_TASK GOAL_. Give back all of the data verbatim.

_AVAILABLE DATA_.

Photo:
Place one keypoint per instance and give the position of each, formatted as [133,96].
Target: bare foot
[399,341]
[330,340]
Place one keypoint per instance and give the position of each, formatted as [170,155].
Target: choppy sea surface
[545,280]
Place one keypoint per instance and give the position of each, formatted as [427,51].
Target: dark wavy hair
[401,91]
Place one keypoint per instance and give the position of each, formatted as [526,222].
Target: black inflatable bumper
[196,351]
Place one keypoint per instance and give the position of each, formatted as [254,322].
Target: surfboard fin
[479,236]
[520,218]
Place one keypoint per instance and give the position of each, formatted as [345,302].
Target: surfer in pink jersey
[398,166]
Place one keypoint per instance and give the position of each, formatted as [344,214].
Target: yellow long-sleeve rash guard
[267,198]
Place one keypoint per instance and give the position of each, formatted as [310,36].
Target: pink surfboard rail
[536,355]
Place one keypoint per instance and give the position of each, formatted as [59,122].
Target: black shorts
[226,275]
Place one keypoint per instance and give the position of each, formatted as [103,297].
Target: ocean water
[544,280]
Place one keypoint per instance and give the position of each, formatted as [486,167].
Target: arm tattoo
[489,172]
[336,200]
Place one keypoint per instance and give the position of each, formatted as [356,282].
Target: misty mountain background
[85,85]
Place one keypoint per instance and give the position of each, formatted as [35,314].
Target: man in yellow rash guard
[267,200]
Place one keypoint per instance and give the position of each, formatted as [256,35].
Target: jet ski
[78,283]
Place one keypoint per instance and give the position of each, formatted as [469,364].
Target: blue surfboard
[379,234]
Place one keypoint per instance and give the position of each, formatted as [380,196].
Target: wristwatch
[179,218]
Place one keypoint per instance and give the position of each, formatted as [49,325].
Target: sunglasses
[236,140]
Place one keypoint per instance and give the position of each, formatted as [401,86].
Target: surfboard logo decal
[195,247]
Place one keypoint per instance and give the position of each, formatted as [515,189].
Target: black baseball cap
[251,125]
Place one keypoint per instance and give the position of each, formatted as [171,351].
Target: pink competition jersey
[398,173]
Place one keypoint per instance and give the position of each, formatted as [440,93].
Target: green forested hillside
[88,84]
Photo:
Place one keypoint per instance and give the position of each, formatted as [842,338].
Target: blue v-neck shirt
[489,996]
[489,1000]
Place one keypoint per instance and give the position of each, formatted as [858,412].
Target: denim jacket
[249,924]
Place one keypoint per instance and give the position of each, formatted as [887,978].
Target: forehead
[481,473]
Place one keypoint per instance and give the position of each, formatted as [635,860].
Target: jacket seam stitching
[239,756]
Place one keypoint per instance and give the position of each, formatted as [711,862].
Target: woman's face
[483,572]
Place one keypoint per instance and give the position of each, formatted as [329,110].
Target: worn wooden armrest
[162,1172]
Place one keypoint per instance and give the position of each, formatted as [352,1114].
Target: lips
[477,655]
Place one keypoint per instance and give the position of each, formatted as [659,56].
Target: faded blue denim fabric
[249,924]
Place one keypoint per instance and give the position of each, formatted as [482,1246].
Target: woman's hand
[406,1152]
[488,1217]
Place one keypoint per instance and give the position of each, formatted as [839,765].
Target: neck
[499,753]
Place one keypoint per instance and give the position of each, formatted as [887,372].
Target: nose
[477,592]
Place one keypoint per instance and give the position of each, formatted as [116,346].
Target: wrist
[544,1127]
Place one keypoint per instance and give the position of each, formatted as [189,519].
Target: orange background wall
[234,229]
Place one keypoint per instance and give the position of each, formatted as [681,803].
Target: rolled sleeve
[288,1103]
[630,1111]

_OUTPUT FOR THIS EXERCISE_.
Photo:
Place one keypoint per instance and give the position of each, formatted as [133,96].
Target: bare foot
[399,341]
[330,340]
Place one keypoint per instance and give the position of each, formatted as [170,155].
Target: choppy sea surface
[545,280]
Place one keypoint per instance and give the position of each, formatted as [427,51].
Target: dark wavy hair
[401,91]
Place one keypoint per instance and give the position of each, formatted as [526,222].
Target: black inflatable bumper
[196,351]
Place one keypoint per instance and give the position of each, formatted as [254,322].
Target: surfboard fin
[479,236]
[520,218]
Place one keypoint per instance and give the position of each, formatted as [345,302].
Target: surfer in pink jersey
[398,166]
Place one keypoint per instance and give the position of each, formatted as [344,214].
Target: yellow long-sleeve rash guard
[267,198]
Place one keypoint per instance and give the position of each, formatted as [310,36].
Target: pink surfboard rail
[536,355]
Place one keypoint per instance and give the position of each, formatted as [59,122].
Target: black shorts
[226,275]
Place one keypoint per instance and give the position of each, formatted as [103,297].
Target: ocean water
[544,280]
Place one keypoint per instance and give the position of each, formatted as [486,167].
Target: arm tattoo
[489,172]
[336,200]
Place one keypoint per instance and give the position of each, formatted as [356,282].
Target: misty mountain background
[85,85]
Place one keypoint per instance and give the position of each, formatted as [35,314].
Target: man in yellow rash guard
[267,200]
Place one keypoint per instance and give the position of each, formatted as [256,35].
Target: jet ski
[78,283]
Place one keypoint per instance and give the position of each, formatted as [469,364].
Target: blue surfboard
[379,234]
Place one keypoint per instance and give the position of each, formatted as [380,196].
Target: wristwatch
[179,218]
Place one keypoint per instance and give the position of each, formatted as [49,325].
Target: sunglasses
[236,140]
Place one keypoint per instance and give the position of each, formatted as [401,86].
Target: surfboard logo decal
[195,247]
Place one keypoint per instance and give the position of each, formatted as [515,189].
Target: black baseball cap
[251,125]
Place one keypoint per instance and give the position of each, formatted as [171,351].
Target: pink competition jersey
[398,173]
Place one keypoint per instance and give the position of each, formatted as [440,93].
Target: green forested hillside
[88,84]
Photo:
Place one keypoint per instance and give the position of each, formatted as [842,338].
Target: blue v-neck shirt
[489,996]
[489,1000]
Place one keypoint per instance and give the position of each, formatted as [858,412].
Target: denim jacket
[249,924]
Place one keypoint per instance and give the position of each, formatted as [887,978].
Target: forehead
[481,473]
Place one keypoint per instance and give the position of each, formatted as [635,860].
Target: jacket seam stitching
[239,756]
Place one keypoint per instance and give the position of each, formatted as [711,862].
Target: woman's face
[483,572]
Place one keypoint per instance and give the position of each, formatted as [329,110].
Target: worn wooden armrest
[162,1172]
Place one keypoint per instance and give the position of each, formatted as [352,1114].
Target: lips
[477,655]
Place one keypoint per instance and give the position of each, formatted as [659,56].
Target: faded blue denim fabric
[249,924]
Place one keypoint per instance and give the position of each, formatted as [482,1246].
Target: woman's hand
[406,1152]
[488,1217]
Place one keypoint per instance and give the position of each, formatted as [839,765].
Target: neck
[499,753]
Place one keypoint per instance and give the position of each, formatted as [887,372].
Target: nose
[477,592]
Place one keypoint per instance and give the position of each, formatted as [116,346].
Target: wrist
[544,1127]
Place one keypoint per instance and give the position of each, formatted as [189,519].
Target: orange background wall
[234,229]
Place one keypoint per instance and give the position of each, formatted as [681,803].
Target: rolled sleeve
[288,1103]
[630,1111]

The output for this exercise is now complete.